Task description:
The number of lines below holding the string "bicycle" is the only answer wanted.

(Dataset entries)
........

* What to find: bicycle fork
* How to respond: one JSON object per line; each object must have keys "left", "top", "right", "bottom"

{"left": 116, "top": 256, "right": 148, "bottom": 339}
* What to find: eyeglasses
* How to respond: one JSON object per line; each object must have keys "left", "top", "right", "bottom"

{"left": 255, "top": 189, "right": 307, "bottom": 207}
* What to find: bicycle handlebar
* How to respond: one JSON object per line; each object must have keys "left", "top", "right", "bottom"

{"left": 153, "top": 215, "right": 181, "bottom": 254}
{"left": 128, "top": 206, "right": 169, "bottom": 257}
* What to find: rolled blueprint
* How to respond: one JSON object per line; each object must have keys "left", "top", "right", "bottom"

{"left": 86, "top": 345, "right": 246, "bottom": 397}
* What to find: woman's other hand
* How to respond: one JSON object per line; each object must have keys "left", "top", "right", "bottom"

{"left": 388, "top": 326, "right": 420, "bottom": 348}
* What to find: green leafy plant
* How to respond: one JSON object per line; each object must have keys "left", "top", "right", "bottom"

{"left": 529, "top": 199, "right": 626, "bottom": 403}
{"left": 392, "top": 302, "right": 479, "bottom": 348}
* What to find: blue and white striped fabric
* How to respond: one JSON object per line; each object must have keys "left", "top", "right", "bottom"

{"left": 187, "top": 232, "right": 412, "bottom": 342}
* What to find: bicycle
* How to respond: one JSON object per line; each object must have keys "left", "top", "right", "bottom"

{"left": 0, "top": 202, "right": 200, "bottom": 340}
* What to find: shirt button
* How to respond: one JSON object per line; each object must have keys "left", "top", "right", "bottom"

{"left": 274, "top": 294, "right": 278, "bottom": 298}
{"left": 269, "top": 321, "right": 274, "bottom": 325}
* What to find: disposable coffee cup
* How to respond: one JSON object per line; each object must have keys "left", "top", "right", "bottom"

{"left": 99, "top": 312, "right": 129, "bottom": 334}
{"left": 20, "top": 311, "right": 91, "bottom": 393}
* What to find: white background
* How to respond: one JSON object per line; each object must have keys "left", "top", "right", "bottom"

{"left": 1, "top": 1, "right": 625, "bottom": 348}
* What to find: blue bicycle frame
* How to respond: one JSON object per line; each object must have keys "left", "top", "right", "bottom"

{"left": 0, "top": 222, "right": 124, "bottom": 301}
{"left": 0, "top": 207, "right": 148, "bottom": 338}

........

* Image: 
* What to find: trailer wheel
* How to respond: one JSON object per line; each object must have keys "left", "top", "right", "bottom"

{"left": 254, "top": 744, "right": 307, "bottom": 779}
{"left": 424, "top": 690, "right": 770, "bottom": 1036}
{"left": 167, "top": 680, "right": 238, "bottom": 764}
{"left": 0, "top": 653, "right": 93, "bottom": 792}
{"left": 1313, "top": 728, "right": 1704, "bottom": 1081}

........

Response area:
4